Testo da leggere:

L’opera
che avvia il percorso della mostra è Testa.
Lo sposo si è sposato, la sposa anche, scultura caratterizzata da un
eccentrico lightbox montato su una cupa costruzione in gesso nero – simile a
un’incudine – rialzata da quattro pali d’acciaio. Sul lightbox campeggia in
tutta la sua vivacità una bizzarra e ironica immagine fotografica, che ritrae
l’artista in posa “aperta”, nell’atto di spaventare la moglie. La donna,
invece, è accovacciata su se stessa in posizione “chiusa”. Sullo sfondo della
foto, scattata il giorno del loro matrimonio, si stagliano scheletri di
dinosauri, che testimoniano la presenza dei due neosposi al Museo di scienze
naturali di Milano. La creazione simboleggia un volto, rappresenta una testa
che pensa metaforicamente il viaggio del visitatore, rendendolo parte attiva
della scultura.
La
meticolosità dell’artista nelle misurazioni delle opere, in imprescindibile
relazione al contesto spaziale, costituisce una delle caratteristiche
essenziali nella poetica di Breviario, oltre alla incessante ricorrenza a
riferimenti a sue opere precedenti, in un ininterrotto e originale continuum artistico. Piccole e numerose sculture in
gesso, ciascuna separata da candide e ampie tende, rappresentano un’altra tappa
del viaggio di Breviario, intitolata Canto
d’amore per P.E.P.E.. Le costruzioni, composte ciascuna da un cubo
sovrastato da un ottagono e una cupola, richiamano la forma di una pepiera. In
tal caso, il riferimento principale è allo Shiva Lingam, il fallo di Shiva,
simbolo di fertilità nella cultura sacra induista.

Voci dei dati:
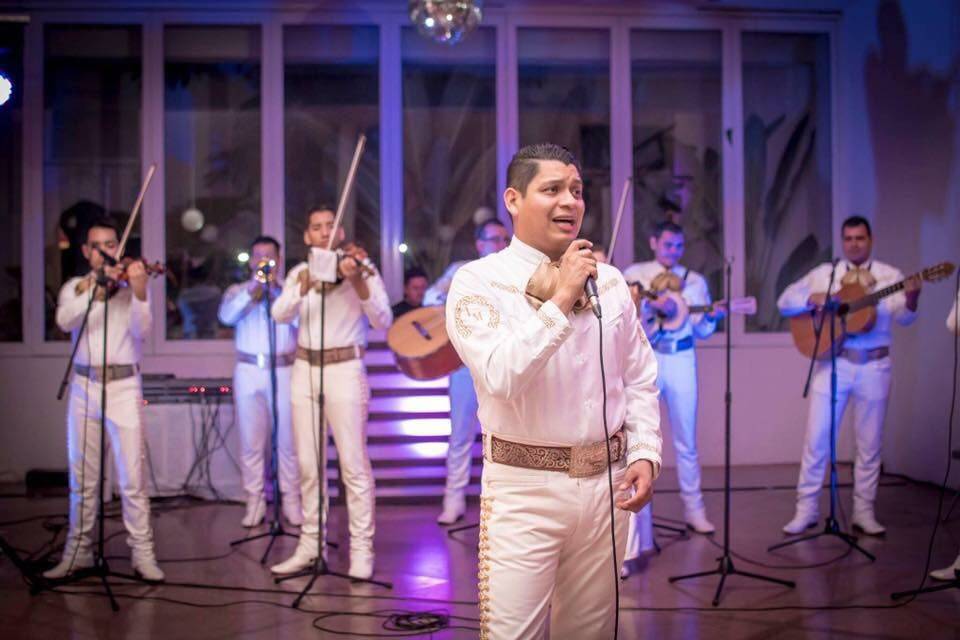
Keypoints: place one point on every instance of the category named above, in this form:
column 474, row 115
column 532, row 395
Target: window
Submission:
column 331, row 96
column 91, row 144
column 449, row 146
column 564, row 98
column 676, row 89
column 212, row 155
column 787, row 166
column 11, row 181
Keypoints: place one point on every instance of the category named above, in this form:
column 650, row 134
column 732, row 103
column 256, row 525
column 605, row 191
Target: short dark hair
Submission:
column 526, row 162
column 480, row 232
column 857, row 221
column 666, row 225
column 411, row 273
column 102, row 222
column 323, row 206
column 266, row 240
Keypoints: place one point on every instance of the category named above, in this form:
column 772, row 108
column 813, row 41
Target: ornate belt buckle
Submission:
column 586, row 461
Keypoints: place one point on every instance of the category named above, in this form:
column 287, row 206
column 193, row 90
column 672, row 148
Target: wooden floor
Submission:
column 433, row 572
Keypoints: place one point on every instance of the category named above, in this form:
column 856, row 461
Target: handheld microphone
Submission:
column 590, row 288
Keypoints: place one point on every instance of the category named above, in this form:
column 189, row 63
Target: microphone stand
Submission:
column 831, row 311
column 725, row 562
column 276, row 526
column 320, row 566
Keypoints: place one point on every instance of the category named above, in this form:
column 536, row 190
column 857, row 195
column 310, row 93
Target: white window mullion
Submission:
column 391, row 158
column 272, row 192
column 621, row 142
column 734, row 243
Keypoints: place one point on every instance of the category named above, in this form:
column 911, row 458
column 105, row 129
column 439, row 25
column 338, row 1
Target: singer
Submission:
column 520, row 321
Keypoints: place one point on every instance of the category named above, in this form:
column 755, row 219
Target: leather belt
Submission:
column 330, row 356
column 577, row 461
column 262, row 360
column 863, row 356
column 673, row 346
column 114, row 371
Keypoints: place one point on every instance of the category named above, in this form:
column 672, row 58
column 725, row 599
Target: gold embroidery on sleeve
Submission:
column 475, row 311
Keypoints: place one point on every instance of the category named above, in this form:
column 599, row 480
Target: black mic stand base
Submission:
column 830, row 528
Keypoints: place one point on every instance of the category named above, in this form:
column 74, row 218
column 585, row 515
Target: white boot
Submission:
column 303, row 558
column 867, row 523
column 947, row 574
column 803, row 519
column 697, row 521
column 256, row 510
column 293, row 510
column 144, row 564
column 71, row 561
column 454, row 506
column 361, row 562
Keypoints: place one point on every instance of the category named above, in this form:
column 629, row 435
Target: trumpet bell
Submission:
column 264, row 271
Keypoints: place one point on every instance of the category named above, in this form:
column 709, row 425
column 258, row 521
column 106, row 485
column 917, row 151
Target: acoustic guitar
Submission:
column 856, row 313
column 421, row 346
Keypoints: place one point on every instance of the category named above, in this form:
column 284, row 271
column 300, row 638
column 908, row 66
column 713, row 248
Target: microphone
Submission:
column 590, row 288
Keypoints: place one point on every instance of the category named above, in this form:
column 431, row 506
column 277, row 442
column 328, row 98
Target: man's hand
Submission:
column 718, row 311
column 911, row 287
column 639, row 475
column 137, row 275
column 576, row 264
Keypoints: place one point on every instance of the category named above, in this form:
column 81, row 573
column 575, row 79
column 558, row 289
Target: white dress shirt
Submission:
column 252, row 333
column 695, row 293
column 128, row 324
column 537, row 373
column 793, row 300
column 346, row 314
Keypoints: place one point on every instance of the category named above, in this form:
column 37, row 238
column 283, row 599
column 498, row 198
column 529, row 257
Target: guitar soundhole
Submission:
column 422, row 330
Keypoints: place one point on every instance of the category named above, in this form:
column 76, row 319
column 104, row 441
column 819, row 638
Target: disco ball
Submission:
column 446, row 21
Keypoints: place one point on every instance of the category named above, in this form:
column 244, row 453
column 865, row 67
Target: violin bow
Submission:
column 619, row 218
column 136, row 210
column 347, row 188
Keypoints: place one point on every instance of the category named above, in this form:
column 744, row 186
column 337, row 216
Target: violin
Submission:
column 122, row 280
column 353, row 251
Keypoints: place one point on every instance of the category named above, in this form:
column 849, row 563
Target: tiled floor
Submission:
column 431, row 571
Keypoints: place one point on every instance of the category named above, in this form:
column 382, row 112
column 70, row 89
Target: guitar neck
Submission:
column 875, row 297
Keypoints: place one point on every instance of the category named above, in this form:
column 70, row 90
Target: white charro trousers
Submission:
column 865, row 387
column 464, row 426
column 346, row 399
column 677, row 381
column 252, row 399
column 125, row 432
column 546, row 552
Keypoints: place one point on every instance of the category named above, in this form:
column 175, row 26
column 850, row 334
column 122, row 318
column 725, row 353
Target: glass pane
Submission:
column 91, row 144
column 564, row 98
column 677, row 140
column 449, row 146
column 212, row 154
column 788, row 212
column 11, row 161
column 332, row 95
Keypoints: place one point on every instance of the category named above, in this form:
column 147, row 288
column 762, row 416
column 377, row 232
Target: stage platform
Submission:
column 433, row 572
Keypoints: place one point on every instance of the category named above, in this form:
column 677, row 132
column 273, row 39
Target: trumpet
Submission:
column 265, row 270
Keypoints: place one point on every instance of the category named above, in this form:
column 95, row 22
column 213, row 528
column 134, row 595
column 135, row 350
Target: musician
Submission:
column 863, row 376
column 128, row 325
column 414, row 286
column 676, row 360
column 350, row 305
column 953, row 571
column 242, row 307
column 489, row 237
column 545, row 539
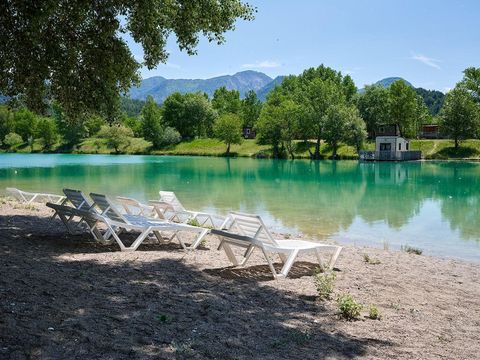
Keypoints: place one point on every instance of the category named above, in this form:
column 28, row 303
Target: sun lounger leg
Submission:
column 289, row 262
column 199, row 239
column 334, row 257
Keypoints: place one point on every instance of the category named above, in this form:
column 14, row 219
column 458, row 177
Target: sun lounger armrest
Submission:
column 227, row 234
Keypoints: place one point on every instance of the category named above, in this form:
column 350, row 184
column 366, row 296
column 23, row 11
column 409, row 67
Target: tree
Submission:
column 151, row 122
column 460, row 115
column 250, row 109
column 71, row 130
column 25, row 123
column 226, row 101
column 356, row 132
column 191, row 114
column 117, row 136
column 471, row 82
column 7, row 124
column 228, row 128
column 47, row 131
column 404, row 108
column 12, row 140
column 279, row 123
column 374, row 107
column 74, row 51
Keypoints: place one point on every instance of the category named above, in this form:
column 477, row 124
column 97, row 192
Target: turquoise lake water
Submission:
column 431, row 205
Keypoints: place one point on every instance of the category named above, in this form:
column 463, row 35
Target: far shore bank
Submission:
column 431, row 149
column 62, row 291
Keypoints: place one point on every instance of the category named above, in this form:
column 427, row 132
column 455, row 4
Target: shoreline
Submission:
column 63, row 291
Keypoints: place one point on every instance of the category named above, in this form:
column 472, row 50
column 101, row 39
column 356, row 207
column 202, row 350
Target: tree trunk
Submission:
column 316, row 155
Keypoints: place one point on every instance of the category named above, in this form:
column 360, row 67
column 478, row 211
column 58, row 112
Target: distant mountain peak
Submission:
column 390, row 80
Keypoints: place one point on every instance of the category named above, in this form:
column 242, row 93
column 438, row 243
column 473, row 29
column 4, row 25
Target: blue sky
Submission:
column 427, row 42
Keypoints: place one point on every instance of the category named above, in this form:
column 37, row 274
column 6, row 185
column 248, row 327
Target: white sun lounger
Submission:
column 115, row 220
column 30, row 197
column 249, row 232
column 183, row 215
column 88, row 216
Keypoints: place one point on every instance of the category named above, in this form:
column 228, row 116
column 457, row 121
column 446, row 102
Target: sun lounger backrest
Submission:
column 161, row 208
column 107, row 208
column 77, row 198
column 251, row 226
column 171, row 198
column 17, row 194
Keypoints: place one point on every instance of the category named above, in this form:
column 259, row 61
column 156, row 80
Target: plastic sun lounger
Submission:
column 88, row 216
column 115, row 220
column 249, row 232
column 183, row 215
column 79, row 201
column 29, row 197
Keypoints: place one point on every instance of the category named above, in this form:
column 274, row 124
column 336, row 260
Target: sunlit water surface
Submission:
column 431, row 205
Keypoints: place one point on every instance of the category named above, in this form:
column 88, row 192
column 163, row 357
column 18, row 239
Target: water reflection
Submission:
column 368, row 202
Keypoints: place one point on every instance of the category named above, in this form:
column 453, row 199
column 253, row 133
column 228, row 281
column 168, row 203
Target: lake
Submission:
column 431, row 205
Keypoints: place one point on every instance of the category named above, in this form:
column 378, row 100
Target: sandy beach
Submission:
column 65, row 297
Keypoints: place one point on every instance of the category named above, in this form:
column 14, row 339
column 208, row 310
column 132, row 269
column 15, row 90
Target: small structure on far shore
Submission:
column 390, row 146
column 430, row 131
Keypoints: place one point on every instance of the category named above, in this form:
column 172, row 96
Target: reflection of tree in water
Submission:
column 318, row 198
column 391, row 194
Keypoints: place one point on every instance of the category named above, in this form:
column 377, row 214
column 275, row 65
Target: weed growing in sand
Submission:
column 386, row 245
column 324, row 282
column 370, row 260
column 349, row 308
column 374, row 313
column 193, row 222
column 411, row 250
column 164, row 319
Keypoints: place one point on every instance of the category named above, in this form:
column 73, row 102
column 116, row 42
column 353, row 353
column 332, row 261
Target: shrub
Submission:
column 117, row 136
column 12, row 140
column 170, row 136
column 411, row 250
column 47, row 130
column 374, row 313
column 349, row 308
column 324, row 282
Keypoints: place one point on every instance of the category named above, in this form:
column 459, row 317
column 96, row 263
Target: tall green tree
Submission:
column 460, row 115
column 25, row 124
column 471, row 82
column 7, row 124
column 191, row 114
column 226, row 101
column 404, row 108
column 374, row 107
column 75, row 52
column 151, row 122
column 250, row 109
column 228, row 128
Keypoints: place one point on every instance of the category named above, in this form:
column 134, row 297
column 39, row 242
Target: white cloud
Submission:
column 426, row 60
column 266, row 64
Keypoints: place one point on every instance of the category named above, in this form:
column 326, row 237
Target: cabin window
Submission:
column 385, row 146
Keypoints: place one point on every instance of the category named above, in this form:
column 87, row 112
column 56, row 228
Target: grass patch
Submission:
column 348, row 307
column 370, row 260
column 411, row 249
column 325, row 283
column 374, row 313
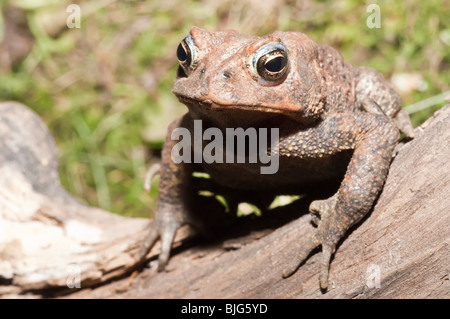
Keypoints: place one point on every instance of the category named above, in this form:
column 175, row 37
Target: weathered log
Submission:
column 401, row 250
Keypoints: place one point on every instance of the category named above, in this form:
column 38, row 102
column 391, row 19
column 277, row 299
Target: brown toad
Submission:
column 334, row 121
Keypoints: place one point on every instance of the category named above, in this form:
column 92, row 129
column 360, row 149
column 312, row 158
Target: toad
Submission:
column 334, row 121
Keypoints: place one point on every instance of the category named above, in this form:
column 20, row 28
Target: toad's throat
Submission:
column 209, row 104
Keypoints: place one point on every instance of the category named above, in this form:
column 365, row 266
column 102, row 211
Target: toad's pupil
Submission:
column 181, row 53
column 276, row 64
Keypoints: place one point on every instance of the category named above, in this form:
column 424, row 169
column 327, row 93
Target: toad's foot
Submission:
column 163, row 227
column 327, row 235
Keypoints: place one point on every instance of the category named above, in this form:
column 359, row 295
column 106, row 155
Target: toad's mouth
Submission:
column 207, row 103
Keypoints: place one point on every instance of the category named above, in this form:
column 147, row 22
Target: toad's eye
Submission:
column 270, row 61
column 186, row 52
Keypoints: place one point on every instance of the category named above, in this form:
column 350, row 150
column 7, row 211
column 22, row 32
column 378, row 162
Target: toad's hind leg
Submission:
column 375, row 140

Elenco dei compiti:
**1.** Secondo il testo sulla mostra, in quale museo si trovavano i due neosposi quando è stata scattata la foto?
**2.** Riporta il brano del testo sulla mostra che comincia con "Lo sposo si" e prosegue fino a "della scultura.", sostituendo "lightbox" con "cassonetto luminoso".
I dati costituiscono materiale a sé, separato dal testo sulla mostra.

Risposte ai compiti:
**1.** Al Museo di scienze naturali di Milano.

**2.**
Lo sposo si è sposato, la sposa anche, scultura caratterizzata da un
eccentrico cassonetto luminoso montato su una cupa costruzione in gesso nero – simile a
un’incudine – rialzata da quattro pali d’acciaio. Sul cassonetto luminoso campeggia in
tutta la sua vivacità una bizzarra e ironica immagine fotografica, che ritrae
l’artista in posa “aperta”, nell’atto di spaventare la moglie. La donna,
invece, è accovacciata su se stessa in posizione “chiusa”. Sullo sfondo della
foto, scattata il giorno del loro matrimonio, si stagliano scheletri di
dinosauri, che testimoniano la presenza dei due neosposi al Museo di scienze
naturali di Milano. La creazione simboleggia un volto, rappresenta una testa
che pensa metaforicamente il viaggio del visitatore, rendendolo parte attiva
della scultura.